Saline has a weak antiseptic effect if it is hyperosmolar (greater than 0.9 percent) (as you pointed out). The bulk of the benefit of soaking a wound is the removal of dead tissue and the products of infection. Anything that is strong enough to kill bacteria is strong enough to harm healthy tissue which can delay healing. If you are going to use an antiseptic on an open wound it should be weak (the saline solution as described above, diluted peroxide, some iodine preparations), but you run the risk of increasing scar formation and it's not recommended as a routine practice. Cleaning with mild soap and water or regular saline is probably best, but does have the disadvantage of being too simple to be perceived as effective :).

Linda
 
What do you mean by "salt"?
If you mean NaCl brine, saturation is about 311kg/m3 at 1.2sg
But most natural brines are a complex eutectic mix of different halides and carbonates.

^^^^^^^^

Exercise objective: Please copy the stretch of the text on saline and brine from "What do you" through "halides and carbonates.", and swap "carbonates" for "sulfates".

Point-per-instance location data
^^^^^^^^

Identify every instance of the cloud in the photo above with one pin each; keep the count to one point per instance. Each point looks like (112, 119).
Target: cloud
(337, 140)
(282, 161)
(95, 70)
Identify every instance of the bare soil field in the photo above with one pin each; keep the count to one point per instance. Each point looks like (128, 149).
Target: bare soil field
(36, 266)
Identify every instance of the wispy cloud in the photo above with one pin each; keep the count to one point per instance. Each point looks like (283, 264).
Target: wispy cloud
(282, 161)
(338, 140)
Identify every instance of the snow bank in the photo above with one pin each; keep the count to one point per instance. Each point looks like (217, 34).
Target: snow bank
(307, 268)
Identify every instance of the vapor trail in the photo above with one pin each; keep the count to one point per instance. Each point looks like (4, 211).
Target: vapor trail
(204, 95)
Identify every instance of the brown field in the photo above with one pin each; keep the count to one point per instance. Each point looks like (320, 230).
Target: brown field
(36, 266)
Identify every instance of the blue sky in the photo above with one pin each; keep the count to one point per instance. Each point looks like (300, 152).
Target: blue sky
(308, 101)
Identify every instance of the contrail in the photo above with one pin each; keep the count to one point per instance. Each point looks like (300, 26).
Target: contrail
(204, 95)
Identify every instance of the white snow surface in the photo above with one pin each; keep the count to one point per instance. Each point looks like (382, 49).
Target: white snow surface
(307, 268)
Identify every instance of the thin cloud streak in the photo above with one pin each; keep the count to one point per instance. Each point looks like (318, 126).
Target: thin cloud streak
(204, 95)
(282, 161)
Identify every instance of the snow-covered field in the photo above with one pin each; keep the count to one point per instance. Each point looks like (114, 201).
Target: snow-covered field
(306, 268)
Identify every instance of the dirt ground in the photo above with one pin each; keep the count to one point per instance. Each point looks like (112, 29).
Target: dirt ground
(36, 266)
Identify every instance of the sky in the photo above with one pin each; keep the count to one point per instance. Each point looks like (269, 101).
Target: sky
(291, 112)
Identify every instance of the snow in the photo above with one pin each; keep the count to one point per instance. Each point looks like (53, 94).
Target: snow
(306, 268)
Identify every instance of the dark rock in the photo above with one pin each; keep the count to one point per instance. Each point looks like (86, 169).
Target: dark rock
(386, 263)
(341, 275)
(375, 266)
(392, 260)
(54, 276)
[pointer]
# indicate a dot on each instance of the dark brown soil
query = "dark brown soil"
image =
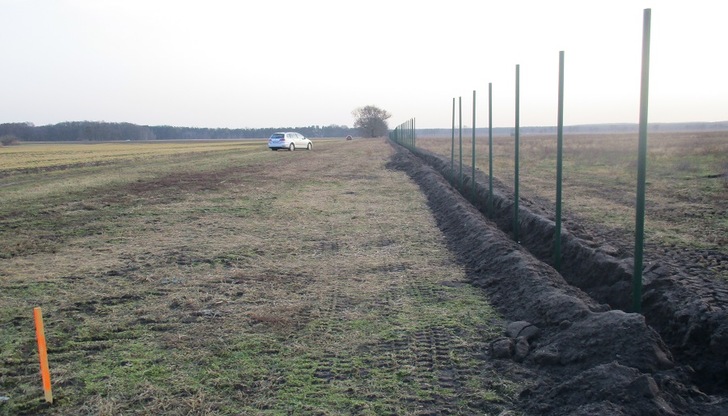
(588, 353)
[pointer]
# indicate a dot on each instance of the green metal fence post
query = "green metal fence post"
(490, 149)
(460, 103)
(559, 164)
(472, 177)
(452, 147)
(641, 166)
(414, 133)
(517, 133)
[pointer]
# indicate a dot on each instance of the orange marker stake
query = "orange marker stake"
(43, 353)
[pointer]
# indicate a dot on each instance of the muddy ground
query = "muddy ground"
(573, 330)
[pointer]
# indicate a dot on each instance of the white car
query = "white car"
(289, 140)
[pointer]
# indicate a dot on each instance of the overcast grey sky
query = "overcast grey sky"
(288, 63)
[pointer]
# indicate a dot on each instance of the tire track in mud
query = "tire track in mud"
(621, 364)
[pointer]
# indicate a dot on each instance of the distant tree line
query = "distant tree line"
(104, 131)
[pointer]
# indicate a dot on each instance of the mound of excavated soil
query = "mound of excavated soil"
(590, 357)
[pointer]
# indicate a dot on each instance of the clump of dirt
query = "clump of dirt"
(589, 357)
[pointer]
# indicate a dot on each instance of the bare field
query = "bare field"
(687, 188)
(235, 280)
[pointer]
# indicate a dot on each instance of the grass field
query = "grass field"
(223, 278)
(687, 181)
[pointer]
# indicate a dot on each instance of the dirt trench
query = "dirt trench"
(592, 357)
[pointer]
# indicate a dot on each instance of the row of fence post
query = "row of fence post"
(405, 135)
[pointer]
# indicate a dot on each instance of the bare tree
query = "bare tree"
(371, 121)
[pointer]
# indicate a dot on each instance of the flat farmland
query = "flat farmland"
(686, 193)
(222, 278)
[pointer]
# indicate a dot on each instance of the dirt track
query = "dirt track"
(590, 356)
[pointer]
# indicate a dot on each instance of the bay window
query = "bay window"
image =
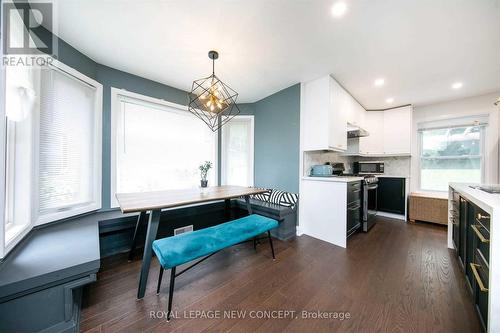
(237, 151)
(52, 145)
(157, 145)
(454, 153)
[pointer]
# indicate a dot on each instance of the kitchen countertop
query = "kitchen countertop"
(491, 204)
(338, 179)
(484, 200)
(391, 176)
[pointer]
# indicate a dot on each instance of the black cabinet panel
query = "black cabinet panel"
(391, 195)
(353, 207)
(473, 253)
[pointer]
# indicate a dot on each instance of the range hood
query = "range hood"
(354, 131)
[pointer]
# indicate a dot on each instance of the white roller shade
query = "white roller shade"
(67, 134)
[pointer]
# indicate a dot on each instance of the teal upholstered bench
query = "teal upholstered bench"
(183, 248)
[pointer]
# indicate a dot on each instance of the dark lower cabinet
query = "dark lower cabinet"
(472, 241)
(391, 195)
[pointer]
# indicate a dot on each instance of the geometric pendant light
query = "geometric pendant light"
(212, 100)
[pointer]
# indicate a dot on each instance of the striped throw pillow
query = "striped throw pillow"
(262, 196)
(284, 198)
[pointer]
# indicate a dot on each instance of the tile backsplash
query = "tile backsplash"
(394, 166)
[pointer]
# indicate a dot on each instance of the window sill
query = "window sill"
(12, 231)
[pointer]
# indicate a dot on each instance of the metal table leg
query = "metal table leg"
(154, 220)
(140, 221)
(249, 207)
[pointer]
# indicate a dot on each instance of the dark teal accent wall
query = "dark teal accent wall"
(113, 78)
(276, 122)
(277, 125)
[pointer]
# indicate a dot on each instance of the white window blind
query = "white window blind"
(237, 151)
(67, 134)
(158, 146)
(53, 147)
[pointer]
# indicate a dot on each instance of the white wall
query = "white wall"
(479, 105)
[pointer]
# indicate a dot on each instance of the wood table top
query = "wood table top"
(143, 201)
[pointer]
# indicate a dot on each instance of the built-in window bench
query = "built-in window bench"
(286, 216)
(41, 280)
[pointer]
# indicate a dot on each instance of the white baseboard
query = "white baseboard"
(392, 216)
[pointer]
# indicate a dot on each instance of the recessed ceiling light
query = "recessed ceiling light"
(379, 82)
(339, 9)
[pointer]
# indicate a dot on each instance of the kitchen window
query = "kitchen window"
(237, 151)
(451, 154)
(52, 142)
(157, 145)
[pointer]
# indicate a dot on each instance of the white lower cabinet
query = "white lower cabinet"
(322, 212)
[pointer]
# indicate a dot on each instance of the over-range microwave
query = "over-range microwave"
(368, 168)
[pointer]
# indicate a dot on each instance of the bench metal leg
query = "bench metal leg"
(140, 221)
(154, 220)
(227, 209)
(171, 292)
(271, 243)
(249, 207)
(159, 281)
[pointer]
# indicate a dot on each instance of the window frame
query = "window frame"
(115, 109)
(251, 174)
(481, 155)
(21, 230)
(96, 204)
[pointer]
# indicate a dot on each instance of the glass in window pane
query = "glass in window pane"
(237, 143)
(435, 174)
(20, 113)
(160, 148)
(67, 137)
(461, 141)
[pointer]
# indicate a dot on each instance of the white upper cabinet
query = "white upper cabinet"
(354, 111)
(374, 143)
(390, 132)
(323, 116)
(397, 131)
(326, 110)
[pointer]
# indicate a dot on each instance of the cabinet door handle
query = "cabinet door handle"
(477, 277)
(476, 227)
(480, 217)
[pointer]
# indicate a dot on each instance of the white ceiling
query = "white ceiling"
(420, 47)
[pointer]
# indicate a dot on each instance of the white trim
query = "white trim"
(392, 216)
(482, 155)
(251, 170)
(3, 128)
(96, 204)
(115, 105)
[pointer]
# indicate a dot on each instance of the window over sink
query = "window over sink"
(451, 154)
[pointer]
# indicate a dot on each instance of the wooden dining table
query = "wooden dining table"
(154, 202)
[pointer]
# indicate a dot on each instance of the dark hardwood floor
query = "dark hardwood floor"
(397, 278)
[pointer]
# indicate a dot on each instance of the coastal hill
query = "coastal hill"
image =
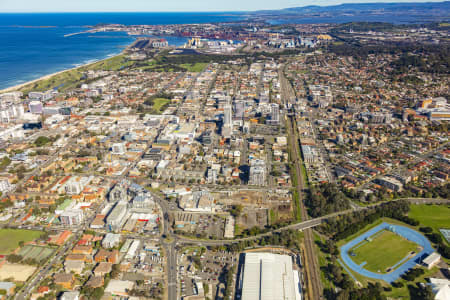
(426, 11)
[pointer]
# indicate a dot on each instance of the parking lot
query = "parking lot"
(195, 264)
(201, 225)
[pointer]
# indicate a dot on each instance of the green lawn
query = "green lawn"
(434, 216)
(196, 67)
(10, 238)
(384, 251)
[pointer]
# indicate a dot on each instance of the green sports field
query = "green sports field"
(384, 251)
(10, 238)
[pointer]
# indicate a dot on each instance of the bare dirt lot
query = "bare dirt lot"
(16, 271)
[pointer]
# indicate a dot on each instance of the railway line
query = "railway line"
(313, 281)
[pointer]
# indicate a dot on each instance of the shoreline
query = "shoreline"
(48, 76)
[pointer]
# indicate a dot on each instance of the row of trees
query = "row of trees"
(342, 227)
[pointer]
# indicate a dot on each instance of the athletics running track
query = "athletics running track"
(390, 277)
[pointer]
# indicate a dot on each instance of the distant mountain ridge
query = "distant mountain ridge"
(427, 8)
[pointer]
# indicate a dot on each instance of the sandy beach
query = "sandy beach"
(19, 86)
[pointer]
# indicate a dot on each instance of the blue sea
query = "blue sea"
(28, 50)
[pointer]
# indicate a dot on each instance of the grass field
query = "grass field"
(434, 216)
(10, 238)
(384, 251)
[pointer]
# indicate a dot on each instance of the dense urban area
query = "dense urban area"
(255, 162)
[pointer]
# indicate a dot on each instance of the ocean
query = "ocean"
(33, 45)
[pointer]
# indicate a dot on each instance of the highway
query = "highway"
(314, 284)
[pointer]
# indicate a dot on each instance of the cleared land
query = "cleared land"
(10, 238)
(384, 251)
(17, 272)
(37, 253)
(434, 216)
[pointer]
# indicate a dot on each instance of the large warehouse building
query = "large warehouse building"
(268, 276)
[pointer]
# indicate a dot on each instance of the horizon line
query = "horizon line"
(223, 11)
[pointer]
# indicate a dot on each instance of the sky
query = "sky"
(163, 5)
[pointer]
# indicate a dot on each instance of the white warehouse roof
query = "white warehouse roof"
(268, 276)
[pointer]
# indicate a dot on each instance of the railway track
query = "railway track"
(313, 281)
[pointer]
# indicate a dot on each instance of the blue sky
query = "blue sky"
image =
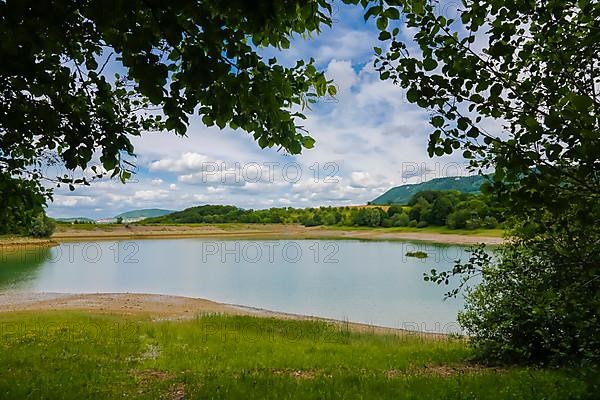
(369, 138)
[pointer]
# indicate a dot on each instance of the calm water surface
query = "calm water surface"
(362, 281)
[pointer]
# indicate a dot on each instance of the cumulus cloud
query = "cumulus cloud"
(367, 139)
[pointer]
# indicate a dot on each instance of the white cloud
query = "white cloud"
(187, 162)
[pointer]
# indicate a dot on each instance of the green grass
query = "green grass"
(79, 356)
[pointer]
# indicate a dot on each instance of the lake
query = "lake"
(361, 281)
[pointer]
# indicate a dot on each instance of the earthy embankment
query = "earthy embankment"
(260, 231)
(161, 307)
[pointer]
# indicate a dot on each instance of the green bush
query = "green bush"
(538, 301)
(400, 220)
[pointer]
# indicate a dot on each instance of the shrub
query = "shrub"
(400, 220)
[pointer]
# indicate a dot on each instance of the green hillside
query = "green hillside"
(78, 219)
(146, 213)
(402, 194)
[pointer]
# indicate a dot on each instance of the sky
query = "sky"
(368, 139)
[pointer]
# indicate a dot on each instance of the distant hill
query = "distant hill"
(402, 194)
(146, 213)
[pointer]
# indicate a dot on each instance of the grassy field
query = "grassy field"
(84, 356)
(241, 226)
(427, 229)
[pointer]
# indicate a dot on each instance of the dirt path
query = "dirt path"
(162, 307)
(259, 231)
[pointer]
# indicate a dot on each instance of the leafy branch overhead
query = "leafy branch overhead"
(83, 76)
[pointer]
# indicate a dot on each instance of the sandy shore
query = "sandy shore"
(259, 231)
(163, 307)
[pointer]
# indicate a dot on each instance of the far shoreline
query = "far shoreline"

^^^^^^^^

Answer space:
What do you mean by "salt"?
If you mean NaCl brine, saturation is about 311kg/m3 at 1.2sg
But most natural brines are a complex eutectic mix of different halides and sulfates.